Studio album by Mayhem
- Released: 23 April 2007
- Recorded: 13 November – 4 December 2006
- Studios: Mølla Studio, Gjerstad, Norway
- Genre: Black metal
- Length: 40:46
- Label: Season of Mist
- Producers: Blasphemer; Attila;

Mayhem chronology
| Chimera (2004) | Ordo Ad Chao (2007) | Esoteric Warfare (2014) |

= Ordo Ad Chao =

Ordo Ad Chao is the fourth studio album by the Norwegian black metal band Mayhem. The album received the Spellemann Award for best heavy metal album on 2 February 2008.

Professional ratings
Review scores
| Source | Rating |
| About.com | Star |
| Chronicles of Chaos | 8/10 |
| Metal Storm | 9.0/10.0 |
| PopMatters | 5/10 |
| The Observer | Star |
| Sputnikmusic | 4.0/5 |

==Background==

Ordo Ad Chao is the first album to feature vocalist Attila Csihar since the 1994 debut De Mysteriis Dom Sathanas and the last with Blasphemer before he announced his departure from the band in 2008.

Ordo Ad Chao was released on 23 April 2007. It charted at #12 in Norway, making it the band's highest-charting album yet. There is a version of the album supplied in a metal case that is limited to a production of 3,000.

▶ [EXTRACTED ENTRIES]
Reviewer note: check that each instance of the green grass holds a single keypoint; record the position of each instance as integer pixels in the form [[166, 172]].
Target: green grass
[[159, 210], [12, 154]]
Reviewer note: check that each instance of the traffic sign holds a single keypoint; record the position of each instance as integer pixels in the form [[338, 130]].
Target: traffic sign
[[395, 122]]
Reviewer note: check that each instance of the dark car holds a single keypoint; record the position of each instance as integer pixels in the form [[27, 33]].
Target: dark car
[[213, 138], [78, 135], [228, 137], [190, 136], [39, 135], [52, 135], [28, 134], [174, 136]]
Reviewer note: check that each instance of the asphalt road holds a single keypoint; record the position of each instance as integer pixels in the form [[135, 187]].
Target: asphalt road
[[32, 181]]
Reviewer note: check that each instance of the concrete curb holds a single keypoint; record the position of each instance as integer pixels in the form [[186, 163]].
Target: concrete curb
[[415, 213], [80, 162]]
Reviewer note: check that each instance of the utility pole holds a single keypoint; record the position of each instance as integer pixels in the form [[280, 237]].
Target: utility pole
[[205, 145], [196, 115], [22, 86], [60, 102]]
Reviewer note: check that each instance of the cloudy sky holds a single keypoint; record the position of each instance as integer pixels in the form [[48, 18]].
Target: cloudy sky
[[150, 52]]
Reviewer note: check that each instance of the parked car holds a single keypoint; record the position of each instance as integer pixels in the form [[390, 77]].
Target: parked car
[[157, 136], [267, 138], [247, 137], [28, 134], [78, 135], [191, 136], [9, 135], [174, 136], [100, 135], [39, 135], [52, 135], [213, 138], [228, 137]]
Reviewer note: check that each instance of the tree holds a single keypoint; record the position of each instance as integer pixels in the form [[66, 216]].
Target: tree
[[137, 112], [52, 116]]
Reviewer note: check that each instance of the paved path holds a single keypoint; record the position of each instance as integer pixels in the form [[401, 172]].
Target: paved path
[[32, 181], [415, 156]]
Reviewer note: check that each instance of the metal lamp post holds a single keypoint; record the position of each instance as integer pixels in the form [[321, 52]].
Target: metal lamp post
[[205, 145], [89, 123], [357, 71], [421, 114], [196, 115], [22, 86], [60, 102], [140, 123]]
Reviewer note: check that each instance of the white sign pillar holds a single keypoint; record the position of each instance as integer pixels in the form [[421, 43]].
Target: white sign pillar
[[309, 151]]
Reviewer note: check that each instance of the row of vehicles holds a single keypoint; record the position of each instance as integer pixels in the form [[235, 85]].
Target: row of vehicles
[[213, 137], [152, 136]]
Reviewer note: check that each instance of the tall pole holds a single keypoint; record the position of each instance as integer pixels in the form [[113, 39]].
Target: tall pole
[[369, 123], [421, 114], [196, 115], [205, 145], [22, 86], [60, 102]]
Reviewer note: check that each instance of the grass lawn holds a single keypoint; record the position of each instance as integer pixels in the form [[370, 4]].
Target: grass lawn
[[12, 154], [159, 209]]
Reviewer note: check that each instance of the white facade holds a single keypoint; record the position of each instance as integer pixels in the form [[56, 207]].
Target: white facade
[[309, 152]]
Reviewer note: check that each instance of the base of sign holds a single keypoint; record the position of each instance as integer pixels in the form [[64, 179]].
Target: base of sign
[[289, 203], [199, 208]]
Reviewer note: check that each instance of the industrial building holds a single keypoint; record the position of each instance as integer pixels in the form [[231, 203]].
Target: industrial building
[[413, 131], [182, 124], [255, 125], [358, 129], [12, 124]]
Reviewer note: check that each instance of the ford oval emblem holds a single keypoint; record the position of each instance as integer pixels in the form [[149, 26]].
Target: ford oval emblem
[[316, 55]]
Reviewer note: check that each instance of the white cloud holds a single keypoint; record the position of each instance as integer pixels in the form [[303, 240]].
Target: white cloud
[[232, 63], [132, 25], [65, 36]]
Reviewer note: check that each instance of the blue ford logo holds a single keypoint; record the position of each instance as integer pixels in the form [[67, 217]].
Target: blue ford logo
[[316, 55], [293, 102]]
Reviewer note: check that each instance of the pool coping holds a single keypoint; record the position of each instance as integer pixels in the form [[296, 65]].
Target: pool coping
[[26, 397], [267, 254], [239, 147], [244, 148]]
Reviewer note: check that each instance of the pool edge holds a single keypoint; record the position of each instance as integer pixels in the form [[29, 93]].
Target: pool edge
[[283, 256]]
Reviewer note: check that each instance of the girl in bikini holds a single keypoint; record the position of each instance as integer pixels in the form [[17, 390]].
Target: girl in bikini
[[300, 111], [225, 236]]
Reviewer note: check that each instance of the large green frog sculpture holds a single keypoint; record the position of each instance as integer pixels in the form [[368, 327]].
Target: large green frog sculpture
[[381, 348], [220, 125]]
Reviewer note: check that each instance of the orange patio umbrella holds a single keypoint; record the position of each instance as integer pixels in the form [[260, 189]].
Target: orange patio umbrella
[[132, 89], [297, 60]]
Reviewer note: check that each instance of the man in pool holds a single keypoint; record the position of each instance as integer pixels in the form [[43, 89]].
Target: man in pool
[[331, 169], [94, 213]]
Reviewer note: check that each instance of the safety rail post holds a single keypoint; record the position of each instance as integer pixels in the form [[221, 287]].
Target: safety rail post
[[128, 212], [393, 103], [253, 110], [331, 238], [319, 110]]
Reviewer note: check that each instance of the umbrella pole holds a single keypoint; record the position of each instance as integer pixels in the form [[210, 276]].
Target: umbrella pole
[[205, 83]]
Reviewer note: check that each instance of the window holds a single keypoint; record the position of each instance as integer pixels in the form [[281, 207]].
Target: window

▶ [EXERCISE A]
According to the Ordo Ad Chao article, what award did the album receive, and on what date?
▶ [EXERCISE B]
Quote the Ordo Ad Chao article from "Ordo Ad Chao was" to "production of 3,000.".
The records have no connection to the article about Ordo Ad Chao.

▶ [WRITTEN REPLY A]
It received the Spellemann Award for best heavy metal album on 2 February 2008.

▶ [WRITTEN REPLY B]
Ordo Ad Chao was released on 23 April 2007. It charted at #12 in Norway, making it the band's highest-charting album yet. There is a version of the album supplied in a metal case that is limited to a production of 3,000.